**Given data:**
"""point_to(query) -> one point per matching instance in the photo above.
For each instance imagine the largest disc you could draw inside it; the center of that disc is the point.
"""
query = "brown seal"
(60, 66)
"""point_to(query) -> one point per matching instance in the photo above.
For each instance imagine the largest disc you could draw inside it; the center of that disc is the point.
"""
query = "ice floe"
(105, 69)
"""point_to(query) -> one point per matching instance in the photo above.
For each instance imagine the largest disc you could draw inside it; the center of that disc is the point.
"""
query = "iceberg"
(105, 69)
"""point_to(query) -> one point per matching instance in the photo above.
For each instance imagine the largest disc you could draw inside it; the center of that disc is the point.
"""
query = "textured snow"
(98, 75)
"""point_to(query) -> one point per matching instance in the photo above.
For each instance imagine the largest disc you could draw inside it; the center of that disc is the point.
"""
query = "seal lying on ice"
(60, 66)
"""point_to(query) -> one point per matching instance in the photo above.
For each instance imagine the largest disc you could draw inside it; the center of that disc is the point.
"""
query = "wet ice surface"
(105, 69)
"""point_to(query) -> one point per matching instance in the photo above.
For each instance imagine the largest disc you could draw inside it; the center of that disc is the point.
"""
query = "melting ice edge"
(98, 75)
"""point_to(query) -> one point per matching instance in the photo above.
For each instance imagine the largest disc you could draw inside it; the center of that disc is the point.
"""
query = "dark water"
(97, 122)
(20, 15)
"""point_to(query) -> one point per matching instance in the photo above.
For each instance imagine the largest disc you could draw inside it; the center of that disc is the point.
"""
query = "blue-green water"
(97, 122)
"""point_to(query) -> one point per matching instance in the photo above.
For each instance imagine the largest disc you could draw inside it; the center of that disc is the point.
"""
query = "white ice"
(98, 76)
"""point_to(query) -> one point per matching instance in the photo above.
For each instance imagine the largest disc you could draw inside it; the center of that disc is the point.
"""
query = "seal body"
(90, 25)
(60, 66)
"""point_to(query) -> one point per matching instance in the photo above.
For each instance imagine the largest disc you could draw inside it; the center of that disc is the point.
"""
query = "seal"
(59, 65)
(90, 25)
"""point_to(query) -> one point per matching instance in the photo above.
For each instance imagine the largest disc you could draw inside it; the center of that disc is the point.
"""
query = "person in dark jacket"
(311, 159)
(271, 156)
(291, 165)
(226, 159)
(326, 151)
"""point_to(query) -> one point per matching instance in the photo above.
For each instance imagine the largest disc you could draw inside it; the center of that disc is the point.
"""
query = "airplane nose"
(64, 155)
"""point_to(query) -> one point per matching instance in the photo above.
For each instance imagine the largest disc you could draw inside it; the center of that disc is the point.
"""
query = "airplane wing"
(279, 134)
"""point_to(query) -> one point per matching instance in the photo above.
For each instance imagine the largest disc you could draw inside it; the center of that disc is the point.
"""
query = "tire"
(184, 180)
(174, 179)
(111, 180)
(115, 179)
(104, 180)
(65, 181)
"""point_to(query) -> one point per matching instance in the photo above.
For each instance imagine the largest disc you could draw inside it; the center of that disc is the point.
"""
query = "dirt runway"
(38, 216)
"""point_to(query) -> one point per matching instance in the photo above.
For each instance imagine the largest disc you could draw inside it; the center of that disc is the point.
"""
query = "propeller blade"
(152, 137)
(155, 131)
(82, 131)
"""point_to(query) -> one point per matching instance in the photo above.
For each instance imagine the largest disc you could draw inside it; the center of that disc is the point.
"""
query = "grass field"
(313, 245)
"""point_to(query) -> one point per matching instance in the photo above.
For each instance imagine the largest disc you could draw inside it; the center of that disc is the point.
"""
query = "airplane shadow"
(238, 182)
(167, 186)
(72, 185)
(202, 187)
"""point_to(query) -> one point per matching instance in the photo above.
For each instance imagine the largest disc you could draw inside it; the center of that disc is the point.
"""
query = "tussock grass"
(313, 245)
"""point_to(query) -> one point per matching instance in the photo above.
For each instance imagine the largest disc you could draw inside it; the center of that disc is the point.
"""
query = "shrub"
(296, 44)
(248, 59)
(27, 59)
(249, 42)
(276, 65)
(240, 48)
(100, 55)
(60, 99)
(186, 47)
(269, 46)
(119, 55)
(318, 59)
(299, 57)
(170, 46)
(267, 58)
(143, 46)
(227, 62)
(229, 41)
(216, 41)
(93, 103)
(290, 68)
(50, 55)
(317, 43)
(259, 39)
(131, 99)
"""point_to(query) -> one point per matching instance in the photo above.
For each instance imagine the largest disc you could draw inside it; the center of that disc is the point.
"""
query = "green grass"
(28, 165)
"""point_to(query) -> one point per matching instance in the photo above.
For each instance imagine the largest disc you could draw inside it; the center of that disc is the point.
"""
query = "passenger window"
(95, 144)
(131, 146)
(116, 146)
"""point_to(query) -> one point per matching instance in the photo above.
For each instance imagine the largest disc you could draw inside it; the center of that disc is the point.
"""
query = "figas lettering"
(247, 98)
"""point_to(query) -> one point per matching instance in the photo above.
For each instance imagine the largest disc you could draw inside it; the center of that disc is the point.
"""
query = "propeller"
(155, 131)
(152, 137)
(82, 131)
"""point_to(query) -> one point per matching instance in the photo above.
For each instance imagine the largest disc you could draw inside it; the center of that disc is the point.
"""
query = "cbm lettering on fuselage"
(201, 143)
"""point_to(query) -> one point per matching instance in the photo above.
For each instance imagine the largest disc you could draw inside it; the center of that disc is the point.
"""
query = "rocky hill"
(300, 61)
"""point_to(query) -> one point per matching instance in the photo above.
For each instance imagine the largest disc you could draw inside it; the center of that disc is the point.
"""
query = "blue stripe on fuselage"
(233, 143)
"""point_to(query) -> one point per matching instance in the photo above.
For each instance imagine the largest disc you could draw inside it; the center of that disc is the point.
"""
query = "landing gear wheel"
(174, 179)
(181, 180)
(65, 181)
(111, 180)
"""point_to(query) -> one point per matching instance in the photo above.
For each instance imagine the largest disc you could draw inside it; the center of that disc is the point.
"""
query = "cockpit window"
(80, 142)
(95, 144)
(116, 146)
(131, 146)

**Do this:**
How many lines in the rows above contain the string "lettering"? Reply with the number alone.

**Finished answer:**
2